▶ **What is being asked**: Give the number of lines below that contain the word "blue", and nothing else.

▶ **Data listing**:
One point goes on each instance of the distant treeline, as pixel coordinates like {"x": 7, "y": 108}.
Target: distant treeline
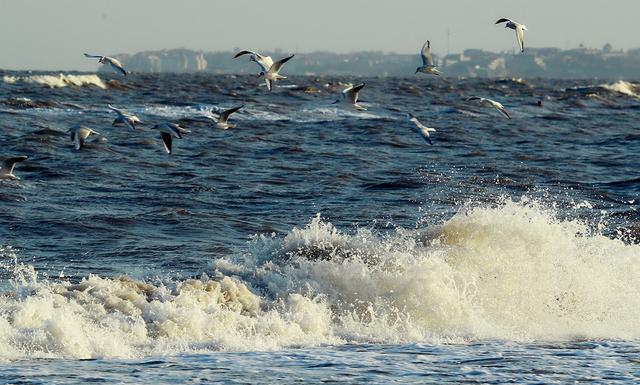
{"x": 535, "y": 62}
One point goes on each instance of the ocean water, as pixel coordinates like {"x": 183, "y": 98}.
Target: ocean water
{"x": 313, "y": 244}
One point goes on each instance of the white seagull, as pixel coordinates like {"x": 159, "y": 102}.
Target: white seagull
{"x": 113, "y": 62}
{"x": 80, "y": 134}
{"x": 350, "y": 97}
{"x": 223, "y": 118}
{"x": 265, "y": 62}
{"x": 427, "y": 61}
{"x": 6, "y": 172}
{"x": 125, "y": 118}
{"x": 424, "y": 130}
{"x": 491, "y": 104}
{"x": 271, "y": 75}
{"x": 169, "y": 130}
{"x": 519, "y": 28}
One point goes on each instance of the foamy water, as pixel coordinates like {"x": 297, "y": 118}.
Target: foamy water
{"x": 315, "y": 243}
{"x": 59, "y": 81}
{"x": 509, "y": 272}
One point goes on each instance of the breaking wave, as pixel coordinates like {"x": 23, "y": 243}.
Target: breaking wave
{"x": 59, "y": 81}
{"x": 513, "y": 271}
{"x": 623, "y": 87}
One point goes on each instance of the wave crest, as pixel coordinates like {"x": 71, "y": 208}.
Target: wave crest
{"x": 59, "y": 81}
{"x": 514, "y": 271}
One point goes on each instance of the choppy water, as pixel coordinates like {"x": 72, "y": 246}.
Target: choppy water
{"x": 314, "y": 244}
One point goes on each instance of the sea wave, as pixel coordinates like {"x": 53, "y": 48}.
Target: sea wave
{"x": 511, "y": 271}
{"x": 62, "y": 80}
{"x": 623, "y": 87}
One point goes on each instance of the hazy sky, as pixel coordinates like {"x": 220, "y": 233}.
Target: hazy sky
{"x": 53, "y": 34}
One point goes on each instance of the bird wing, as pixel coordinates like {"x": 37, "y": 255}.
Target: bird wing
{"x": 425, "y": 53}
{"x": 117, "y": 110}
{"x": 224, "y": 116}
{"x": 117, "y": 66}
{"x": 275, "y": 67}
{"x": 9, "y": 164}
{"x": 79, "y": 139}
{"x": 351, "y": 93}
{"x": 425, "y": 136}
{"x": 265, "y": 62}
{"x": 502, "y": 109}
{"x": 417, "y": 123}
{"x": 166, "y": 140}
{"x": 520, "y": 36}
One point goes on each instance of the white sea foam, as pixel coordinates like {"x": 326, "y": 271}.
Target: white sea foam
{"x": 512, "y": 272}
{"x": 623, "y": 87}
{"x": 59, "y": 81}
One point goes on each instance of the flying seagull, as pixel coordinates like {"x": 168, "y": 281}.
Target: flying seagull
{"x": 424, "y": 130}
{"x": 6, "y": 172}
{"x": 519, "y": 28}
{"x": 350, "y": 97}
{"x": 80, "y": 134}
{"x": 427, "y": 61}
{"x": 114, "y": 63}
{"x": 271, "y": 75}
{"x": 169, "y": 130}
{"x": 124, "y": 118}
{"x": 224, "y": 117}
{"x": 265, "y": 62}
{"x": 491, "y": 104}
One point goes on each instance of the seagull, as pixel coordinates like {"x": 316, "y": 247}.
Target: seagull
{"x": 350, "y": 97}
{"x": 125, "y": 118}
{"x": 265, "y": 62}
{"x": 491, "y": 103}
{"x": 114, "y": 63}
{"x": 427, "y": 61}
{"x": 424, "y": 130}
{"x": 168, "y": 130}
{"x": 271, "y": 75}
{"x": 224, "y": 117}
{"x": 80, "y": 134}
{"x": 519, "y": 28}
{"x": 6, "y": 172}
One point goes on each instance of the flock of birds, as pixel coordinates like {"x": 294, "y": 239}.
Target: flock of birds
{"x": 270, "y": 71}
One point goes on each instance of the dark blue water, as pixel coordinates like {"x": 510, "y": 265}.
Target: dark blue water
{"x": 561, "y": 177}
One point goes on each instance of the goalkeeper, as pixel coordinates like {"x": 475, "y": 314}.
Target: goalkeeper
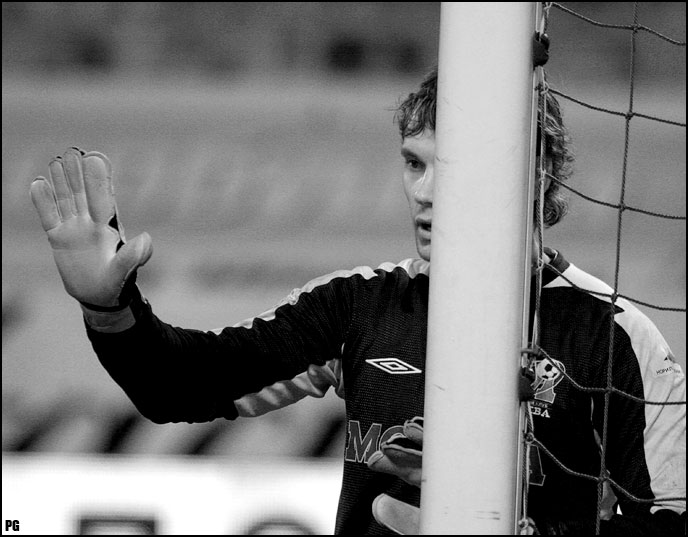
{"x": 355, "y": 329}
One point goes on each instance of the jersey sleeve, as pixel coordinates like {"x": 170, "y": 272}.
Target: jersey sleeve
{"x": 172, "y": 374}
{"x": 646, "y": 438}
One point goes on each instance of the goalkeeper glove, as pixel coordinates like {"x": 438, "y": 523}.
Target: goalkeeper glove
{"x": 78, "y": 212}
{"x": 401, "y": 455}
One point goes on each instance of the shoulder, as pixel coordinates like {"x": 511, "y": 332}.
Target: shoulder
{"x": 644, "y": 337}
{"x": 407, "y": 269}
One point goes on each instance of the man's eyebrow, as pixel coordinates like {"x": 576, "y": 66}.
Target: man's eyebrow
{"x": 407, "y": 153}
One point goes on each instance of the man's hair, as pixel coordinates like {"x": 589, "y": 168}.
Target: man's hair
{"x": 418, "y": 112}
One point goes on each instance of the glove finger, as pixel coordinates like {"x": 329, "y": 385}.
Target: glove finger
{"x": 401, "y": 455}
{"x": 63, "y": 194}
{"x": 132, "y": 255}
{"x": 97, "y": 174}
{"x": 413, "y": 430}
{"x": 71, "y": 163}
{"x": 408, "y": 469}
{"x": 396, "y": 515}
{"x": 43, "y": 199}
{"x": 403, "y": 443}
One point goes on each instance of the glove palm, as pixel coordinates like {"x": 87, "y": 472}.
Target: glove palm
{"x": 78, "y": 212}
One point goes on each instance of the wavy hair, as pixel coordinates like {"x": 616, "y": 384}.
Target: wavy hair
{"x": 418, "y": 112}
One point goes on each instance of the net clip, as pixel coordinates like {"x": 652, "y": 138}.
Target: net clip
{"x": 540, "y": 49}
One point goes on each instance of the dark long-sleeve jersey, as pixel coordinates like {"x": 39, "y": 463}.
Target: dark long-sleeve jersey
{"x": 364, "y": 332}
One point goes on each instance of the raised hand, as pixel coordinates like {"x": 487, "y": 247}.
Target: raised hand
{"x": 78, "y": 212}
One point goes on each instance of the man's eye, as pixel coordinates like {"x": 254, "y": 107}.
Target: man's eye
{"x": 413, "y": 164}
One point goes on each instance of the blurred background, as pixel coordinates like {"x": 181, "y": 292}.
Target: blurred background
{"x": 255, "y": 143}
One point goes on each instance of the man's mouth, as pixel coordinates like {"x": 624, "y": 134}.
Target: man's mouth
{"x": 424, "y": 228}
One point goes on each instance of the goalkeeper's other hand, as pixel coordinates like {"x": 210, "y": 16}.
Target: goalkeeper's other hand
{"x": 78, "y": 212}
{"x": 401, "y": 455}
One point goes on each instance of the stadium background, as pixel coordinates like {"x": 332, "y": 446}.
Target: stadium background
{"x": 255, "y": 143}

---

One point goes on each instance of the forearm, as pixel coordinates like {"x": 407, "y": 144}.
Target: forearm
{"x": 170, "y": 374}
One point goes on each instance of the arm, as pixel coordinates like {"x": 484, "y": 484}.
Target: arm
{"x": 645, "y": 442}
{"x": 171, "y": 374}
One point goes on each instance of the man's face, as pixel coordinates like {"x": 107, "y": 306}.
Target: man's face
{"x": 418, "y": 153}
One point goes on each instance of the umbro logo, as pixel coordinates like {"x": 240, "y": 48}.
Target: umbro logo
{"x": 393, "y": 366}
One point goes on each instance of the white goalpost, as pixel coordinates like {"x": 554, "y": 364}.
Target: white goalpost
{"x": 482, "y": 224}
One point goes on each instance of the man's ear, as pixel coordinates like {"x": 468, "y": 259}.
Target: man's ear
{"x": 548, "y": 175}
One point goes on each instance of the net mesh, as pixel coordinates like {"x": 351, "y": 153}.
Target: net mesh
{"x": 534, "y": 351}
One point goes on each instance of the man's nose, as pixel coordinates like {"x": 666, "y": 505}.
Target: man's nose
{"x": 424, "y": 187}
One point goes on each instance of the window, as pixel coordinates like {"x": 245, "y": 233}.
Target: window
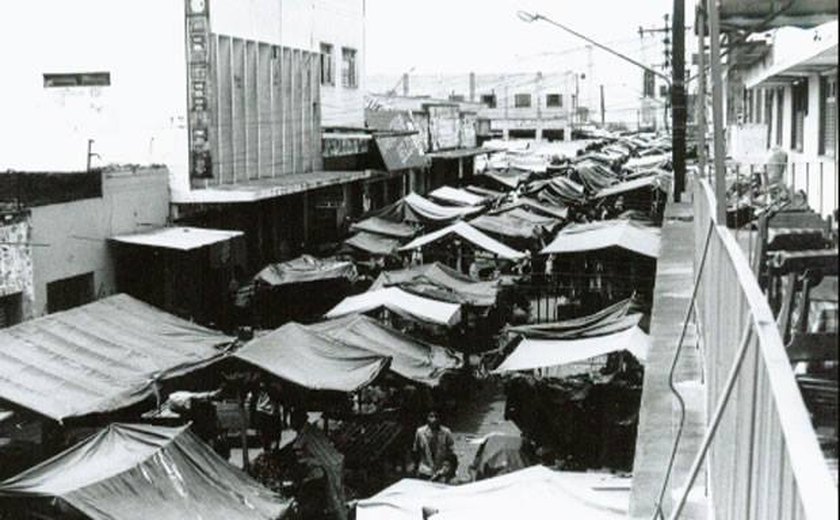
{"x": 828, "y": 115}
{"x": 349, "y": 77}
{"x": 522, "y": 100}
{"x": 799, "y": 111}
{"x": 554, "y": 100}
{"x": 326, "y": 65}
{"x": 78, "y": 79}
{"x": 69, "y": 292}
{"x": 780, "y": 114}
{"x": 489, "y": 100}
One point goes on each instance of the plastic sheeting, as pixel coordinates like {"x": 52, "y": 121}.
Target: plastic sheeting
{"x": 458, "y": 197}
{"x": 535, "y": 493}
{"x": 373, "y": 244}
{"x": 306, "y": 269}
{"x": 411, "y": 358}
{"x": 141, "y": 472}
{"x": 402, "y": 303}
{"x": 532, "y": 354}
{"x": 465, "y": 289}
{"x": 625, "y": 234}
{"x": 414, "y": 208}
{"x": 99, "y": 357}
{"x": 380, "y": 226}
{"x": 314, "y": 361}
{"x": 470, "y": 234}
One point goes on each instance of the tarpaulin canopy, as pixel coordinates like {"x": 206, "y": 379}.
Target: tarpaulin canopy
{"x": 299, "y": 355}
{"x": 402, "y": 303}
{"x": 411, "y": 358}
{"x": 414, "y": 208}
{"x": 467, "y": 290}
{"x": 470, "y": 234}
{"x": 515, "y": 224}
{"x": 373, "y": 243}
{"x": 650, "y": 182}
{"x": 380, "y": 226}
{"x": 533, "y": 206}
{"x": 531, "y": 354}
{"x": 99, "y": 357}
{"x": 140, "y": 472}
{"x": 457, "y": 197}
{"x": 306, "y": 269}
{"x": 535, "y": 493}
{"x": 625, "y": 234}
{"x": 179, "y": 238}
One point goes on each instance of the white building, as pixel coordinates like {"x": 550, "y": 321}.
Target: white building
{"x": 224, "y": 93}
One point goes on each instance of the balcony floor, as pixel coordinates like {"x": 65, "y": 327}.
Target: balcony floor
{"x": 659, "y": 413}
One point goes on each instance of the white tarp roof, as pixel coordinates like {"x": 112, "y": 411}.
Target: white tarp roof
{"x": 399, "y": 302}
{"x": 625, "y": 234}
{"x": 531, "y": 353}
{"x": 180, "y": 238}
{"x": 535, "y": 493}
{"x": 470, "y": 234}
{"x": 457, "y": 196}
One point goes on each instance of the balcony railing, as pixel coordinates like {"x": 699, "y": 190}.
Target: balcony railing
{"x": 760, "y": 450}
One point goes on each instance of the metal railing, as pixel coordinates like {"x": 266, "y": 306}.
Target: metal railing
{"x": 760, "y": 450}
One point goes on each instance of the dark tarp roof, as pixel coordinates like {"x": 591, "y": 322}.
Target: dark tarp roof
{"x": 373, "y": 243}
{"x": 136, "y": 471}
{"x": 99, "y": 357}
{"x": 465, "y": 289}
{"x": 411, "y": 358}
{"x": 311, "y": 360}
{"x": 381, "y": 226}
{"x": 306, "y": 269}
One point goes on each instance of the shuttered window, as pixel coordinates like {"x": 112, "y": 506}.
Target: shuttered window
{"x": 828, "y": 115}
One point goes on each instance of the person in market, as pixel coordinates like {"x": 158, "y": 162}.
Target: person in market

* * *

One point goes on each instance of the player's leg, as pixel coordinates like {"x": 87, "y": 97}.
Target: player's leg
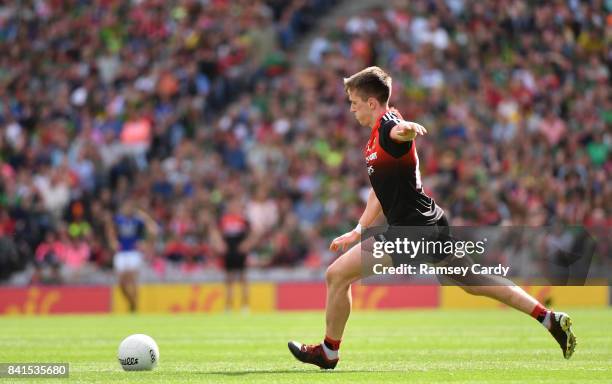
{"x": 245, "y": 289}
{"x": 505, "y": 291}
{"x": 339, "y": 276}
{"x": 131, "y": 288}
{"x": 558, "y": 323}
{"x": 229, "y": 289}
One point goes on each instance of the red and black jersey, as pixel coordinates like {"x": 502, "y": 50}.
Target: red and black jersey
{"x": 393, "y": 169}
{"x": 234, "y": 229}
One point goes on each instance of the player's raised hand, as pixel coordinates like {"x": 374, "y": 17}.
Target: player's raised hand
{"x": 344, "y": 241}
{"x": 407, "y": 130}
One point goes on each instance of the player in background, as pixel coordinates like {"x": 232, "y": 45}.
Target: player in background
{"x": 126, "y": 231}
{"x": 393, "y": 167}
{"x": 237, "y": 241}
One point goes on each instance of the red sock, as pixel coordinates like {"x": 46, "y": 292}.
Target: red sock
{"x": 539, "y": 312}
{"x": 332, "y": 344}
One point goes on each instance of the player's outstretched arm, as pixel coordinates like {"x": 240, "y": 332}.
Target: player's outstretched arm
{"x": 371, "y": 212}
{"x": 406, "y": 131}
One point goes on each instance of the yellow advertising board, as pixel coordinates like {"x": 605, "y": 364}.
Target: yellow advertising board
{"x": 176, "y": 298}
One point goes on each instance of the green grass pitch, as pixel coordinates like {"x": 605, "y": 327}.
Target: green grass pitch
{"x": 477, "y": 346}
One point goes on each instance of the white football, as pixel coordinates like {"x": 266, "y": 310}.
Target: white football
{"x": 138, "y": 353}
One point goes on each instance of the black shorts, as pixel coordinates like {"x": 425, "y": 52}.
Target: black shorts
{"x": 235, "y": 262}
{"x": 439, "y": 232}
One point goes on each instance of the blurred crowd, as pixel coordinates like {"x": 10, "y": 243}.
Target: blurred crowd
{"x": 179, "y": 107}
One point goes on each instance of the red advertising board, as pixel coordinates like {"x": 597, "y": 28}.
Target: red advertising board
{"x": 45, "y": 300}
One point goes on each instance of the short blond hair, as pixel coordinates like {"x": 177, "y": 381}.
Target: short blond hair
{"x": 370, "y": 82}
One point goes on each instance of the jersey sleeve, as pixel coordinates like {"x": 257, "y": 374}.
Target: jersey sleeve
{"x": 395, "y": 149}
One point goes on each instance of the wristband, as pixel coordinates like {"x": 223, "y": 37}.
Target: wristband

▶ **The result**: 2